(EXCERPTED PASSAGE):
==================================================

Antifreeze Poisoning- What to Do

This is not a subsitute for proper veterinary care. If you suspect your cat has antifreeze poisoning, please don’t sit around googling and reading this- go to your vets NOW, as this is very commonly fatal. 90% of cats die after drinking antifreeze.

Antifreeze is the most common poison during the winter months, and can kill dogs, cats, and even humans, as well as a multitude of other creatures. A lot of people assume that these poisonings are purposeful, but that is not always the case- antifreeze has a sweet smell and taste, which attracts cats more than normal water. Some people use it to stop their water features freezing over, or it might spill whilst they’re filling the windscreen washer in their car- there are many places an inquisitive and thirsty pet can find antifreeze!

To make things worse, a 4kg cat only needs to drink about 5ml of antifreeze for it to be toxic- that’s about a teaspoonful! They can get this simply by licking their paws after walking through it, so it’s very hard to say how a cat got poisoned!

The Science

Antifreeze is usually made of a substance called Ethylene Glycol, which in itself isn’t actually all that poisonous- it’s actually a type of alcohol! Unfortunately, your body tries to metabolise it- like it does with anything else- using an enzyme called alcohol dehydrogenase. The product that is formed when it does this is extremely poisonous and causes fatal kidney damage.

==================================================

(ACTIONS TO TAKE):
• A. In the antifreeze poisoning page, replace "vets" with "veterinarian" in the passage starting with "This is not" and going on through "after drinking antifreeze.", and write out the result.
• B. List every specific kind of creature that the antifreeze poisoning page names as one antifreeze can kill.

==================================================

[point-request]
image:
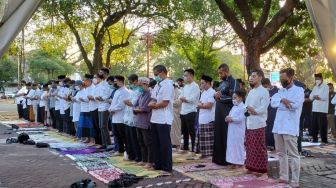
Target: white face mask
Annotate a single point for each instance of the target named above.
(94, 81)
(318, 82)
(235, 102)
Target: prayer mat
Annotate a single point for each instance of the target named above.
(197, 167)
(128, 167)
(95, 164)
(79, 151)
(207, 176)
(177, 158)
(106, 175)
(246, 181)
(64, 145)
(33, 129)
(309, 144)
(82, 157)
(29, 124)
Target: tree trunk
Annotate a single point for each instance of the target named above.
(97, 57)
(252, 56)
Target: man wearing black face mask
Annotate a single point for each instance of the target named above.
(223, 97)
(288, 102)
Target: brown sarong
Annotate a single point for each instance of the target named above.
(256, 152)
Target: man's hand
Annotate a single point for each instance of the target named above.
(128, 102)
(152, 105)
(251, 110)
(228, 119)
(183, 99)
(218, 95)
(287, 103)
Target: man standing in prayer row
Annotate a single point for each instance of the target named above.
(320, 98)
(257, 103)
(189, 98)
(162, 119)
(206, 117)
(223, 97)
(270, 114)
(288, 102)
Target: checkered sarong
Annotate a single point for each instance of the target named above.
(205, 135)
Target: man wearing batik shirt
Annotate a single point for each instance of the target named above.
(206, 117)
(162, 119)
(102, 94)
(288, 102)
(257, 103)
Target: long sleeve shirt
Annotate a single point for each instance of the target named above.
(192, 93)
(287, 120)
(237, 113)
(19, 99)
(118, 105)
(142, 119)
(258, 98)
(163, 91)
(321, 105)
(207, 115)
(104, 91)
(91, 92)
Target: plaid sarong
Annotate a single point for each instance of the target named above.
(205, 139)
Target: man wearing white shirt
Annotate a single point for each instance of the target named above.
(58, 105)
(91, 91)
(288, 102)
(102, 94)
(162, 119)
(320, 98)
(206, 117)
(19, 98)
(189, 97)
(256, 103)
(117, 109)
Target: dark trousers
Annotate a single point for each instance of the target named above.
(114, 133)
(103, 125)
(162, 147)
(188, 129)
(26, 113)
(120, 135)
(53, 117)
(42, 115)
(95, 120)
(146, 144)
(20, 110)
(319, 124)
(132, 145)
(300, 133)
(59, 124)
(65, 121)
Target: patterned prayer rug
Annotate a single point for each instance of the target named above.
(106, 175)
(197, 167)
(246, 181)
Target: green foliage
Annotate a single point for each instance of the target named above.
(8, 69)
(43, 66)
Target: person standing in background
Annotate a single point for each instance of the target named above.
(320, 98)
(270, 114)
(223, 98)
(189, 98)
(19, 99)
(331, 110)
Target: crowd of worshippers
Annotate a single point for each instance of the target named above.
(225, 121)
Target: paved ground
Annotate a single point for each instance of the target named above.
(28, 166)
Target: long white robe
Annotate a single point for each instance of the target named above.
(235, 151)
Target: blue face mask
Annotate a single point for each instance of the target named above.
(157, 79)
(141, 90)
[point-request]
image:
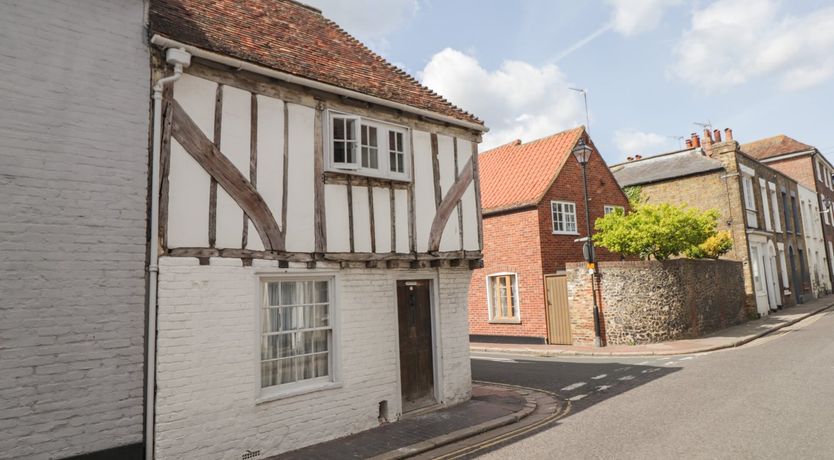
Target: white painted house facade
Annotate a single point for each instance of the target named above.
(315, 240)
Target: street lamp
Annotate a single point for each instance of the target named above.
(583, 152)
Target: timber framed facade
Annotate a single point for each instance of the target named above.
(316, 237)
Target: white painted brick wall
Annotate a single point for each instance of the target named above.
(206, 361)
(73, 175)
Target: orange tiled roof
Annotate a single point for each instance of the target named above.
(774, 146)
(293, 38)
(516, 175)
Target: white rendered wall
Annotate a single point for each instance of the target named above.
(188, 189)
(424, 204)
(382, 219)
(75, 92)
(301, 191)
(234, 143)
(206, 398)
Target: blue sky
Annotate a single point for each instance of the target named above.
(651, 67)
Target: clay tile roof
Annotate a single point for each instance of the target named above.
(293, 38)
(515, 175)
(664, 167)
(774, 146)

==================================================

(RESULTS IN ORDER):
• A.
This is not a subsitute for proper veterinary care. If you suspect your cat has antifreeze poisoning, please don’t sit around googling and reading this- go to your veterinarian NOW, as this is very commonly fatal. 90% of cats die after drinking antifreeze.

• B. Dogs, cats, and humans.